▶ _WORK TO COMPLETE_:
Count the lines in the records below that contain the word "Give", treating uppercase and lowercase as different, and reply with only that number.

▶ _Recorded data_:
___

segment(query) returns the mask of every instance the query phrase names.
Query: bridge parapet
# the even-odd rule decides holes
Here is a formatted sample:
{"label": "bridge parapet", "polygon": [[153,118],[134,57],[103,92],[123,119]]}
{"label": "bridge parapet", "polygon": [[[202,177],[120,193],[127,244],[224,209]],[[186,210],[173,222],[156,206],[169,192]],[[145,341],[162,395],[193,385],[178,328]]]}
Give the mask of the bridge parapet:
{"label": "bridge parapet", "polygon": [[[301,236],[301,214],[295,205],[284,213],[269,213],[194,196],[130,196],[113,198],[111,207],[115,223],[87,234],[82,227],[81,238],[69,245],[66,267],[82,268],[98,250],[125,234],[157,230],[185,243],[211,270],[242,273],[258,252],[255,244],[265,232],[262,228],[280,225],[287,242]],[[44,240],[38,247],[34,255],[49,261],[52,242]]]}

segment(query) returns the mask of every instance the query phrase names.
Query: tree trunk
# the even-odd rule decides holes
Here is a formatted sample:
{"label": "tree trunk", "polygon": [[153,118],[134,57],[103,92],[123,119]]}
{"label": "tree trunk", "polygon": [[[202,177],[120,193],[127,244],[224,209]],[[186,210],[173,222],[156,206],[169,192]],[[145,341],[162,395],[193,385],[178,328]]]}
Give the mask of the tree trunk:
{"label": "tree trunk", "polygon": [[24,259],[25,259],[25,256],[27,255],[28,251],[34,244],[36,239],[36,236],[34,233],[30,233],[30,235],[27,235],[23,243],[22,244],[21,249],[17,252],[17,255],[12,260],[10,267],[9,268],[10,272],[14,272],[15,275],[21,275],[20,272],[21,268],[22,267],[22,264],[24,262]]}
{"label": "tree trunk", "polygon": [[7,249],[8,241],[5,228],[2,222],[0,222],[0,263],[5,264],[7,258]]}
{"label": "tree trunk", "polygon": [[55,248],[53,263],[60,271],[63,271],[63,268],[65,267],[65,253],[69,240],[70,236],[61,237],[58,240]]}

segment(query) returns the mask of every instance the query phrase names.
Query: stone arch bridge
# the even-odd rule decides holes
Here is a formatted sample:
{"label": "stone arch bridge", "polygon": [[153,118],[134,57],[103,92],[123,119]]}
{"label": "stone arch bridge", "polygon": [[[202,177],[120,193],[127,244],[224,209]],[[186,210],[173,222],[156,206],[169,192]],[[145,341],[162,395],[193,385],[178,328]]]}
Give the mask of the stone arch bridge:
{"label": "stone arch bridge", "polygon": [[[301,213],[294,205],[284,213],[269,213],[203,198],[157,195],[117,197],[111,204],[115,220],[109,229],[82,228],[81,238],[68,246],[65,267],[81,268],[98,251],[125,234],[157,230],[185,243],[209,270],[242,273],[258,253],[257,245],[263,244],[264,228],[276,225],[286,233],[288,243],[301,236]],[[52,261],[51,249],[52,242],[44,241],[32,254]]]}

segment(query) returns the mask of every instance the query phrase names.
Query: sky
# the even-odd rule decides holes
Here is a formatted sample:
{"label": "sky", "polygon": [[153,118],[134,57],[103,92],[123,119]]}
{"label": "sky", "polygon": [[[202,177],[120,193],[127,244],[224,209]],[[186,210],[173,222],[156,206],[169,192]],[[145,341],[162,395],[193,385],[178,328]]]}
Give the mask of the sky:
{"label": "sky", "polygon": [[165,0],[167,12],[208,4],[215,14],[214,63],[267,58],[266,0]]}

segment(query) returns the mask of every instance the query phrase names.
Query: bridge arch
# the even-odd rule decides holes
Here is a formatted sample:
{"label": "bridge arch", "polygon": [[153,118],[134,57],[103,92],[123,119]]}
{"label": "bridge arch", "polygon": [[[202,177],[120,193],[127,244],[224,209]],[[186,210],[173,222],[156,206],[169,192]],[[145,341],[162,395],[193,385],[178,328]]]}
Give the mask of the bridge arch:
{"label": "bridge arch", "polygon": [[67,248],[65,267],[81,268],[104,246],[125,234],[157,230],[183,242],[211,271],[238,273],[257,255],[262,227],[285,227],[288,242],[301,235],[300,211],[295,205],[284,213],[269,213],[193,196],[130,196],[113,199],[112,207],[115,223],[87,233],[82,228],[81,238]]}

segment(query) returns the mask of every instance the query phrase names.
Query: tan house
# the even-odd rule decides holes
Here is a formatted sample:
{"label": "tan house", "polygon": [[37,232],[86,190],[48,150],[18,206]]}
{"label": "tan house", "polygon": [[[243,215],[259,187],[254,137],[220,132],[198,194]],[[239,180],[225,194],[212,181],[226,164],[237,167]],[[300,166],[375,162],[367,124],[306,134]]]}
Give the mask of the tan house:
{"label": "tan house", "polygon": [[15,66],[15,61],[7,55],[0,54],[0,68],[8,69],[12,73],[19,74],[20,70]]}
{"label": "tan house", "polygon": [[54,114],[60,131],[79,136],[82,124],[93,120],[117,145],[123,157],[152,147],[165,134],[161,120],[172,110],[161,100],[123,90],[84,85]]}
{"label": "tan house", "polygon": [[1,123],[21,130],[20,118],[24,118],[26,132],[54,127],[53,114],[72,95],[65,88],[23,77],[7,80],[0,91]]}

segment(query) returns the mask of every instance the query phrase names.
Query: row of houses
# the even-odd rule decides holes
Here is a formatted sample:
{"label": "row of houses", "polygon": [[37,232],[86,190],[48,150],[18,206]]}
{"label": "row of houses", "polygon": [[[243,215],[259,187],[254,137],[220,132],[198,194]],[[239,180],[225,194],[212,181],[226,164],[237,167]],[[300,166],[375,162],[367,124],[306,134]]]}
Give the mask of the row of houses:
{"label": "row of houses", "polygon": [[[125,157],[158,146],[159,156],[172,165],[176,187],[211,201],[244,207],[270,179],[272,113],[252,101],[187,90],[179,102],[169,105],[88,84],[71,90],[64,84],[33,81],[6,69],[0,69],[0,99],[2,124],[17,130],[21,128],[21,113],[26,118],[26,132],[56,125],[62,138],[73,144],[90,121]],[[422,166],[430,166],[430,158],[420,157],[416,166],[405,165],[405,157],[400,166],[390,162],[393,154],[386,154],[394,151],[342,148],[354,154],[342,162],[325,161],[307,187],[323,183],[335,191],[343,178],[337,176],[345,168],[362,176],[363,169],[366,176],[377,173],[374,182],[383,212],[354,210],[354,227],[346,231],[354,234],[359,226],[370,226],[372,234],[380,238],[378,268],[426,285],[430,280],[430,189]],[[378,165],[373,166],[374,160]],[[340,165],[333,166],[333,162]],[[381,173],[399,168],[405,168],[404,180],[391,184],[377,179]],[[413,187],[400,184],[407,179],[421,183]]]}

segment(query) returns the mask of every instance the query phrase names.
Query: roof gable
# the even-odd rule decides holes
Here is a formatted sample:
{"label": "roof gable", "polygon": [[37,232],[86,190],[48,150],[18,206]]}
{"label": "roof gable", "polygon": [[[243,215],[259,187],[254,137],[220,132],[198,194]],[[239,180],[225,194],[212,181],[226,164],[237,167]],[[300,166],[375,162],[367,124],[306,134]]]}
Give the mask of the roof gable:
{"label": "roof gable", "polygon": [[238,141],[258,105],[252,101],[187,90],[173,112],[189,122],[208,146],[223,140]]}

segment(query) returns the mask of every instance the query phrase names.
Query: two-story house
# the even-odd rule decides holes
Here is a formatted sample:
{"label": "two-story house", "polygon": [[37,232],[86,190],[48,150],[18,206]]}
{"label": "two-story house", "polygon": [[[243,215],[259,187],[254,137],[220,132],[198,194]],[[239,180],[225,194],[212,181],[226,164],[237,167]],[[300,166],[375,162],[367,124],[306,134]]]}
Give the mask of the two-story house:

___

▶ _WRITTEN ANSWER_:
9